- [Document extract]
════════

Then, the new prompt is constructed with a simple guide according to the error category. For example, for an unknown_identifier error, the prompt finds what was unknown then suggests the LLM to import it properly:

if category == ErrorCategory.UNKNOWN_IDENTIFIER:
    # Extract identifier name if possible
    match = re.search(r"'([^']+)'", message)
    if match:
        identifier = match.group(1)
        suggestions.extend(
            [
                f"Add import for '{identifier}'",
                f"Check spelling of '{identifier}'",
                f"Use correct namespace for '{identifier}'",
            ]
        )
    else:
        suggestions.append("Check imports and identifier spelling")

I spent some time tuning the prompt templates, but for the most part the basic context was all that was needed. This type of rapid, targeted feedback loop seems to be one of the most effective ways to getting correct results from LLMs (similar to type checks/compiler errors for LLMs generating code).

════════

- [Stored data]
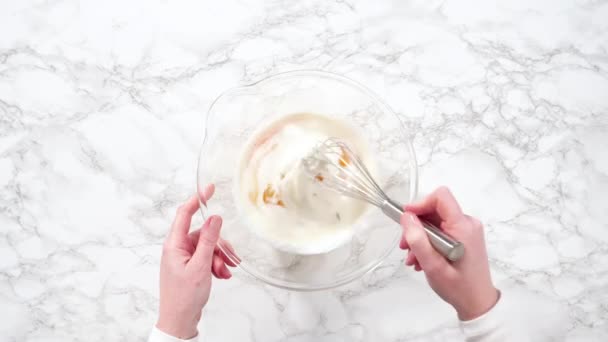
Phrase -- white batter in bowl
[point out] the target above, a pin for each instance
(281, 202)
(282, 233)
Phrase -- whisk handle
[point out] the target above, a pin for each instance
(443, 243)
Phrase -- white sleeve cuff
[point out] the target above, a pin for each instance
(487, 327)
(159, 336)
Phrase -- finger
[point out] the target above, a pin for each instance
(429, 259)
(218, 252)
(208, 237)
(226, 251)
(219, 268)
(410, 259)
(403, 242)
(183, 218)
(206, 193)
(441, 202)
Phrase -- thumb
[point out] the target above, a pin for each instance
(429, 259)
(209, 235)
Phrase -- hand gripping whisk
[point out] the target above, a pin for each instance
(333, 164)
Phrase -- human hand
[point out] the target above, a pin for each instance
(466, 284)
(187, 263)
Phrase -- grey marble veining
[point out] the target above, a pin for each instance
(101, 114)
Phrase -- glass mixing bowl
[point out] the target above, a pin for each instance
(239, 112)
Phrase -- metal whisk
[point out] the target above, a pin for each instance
(333, 164)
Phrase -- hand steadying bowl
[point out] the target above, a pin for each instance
(239, 112)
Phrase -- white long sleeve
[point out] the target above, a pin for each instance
(490, 327)
(159, 336)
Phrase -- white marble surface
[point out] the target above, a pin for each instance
(101, 113)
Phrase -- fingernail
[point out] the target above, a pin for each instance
(413, 219)
(215, 222)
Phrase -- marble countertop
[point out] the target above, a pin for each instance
(101, 113)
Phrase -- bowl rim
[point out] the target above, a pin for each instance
(413, 169)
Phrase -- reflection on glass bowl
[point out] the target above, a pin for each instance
(237, 156)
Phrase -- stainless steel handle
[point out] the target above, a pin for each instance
(448, 247)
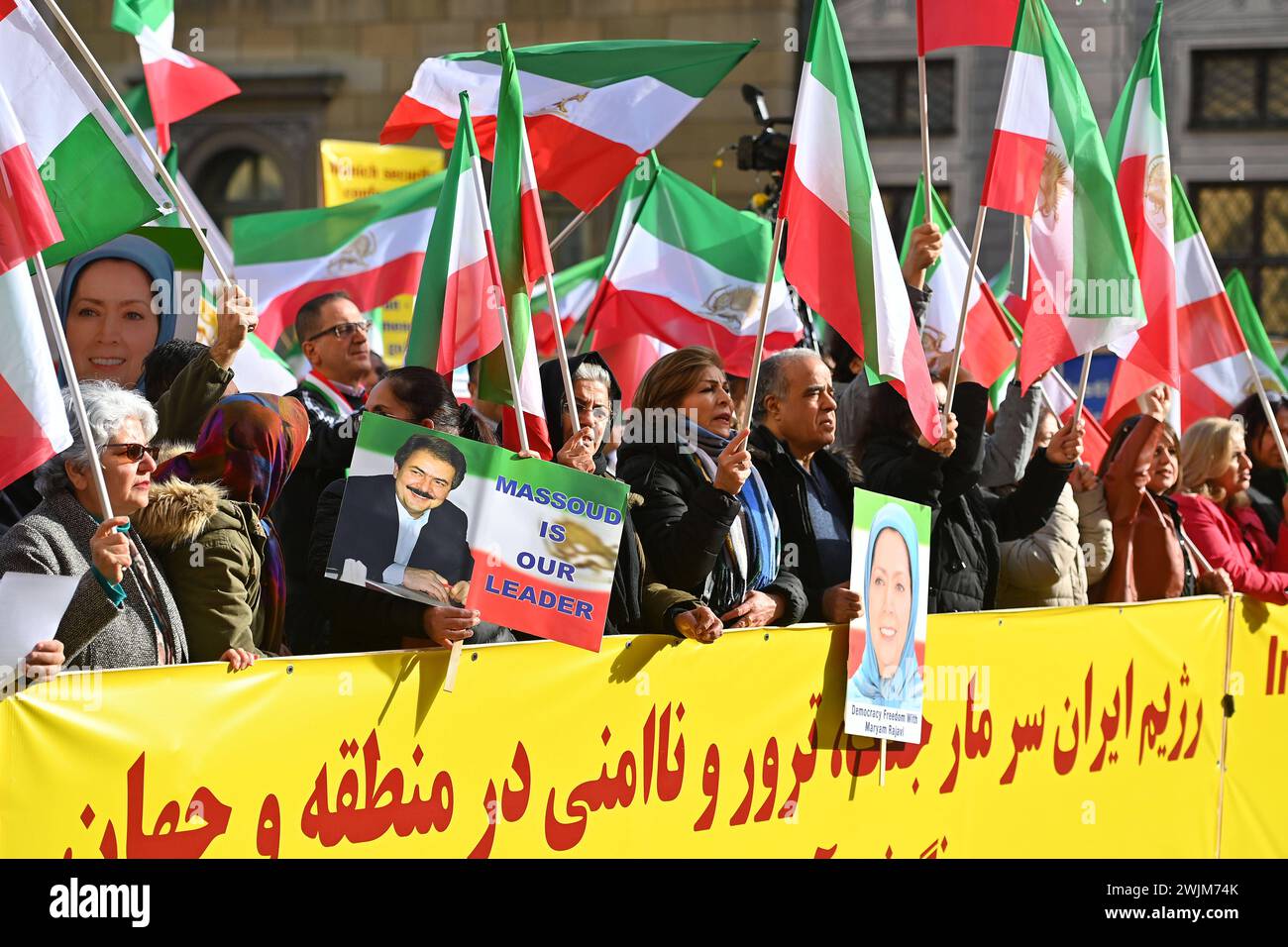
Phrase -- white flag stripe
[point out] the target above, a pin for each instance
(649, 264)
(816, 133)
(1196, 273)
(613, 111)
(1024, 108)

════════

- [Questions to answer]
1 – In the passage on LLM error feedback, swap "prompt" for "instruction" in the part starting with "Then, the new" and going on through "identifier = match.group(1)".
2 – Render this sentence from the passage on LLM error feedback in German: "I spent some time tuning the prompt templates, but for the most part the basic context was all that was needed."

- [Activity answers]
1 –
Then, the new instruction is constructed with a simple guide according to the error category. For example, for an unknown_identifier error, the instruction finds what was unknown then suggests the LLM to import it properly:

if category == ErrorCategory.UNKNOWN_IDENTIFIER:
    # Extract identifier name if possible
    match = re.search(r"'([^']+)'", message)
    if match:
        identifier = match.group(1)

2 – Ich habe einige Zeit damit verbracht, die Prompt-Vorlagen abzustimmen, aber größtenteils war der grundlegende Kontext alles, was nötig war.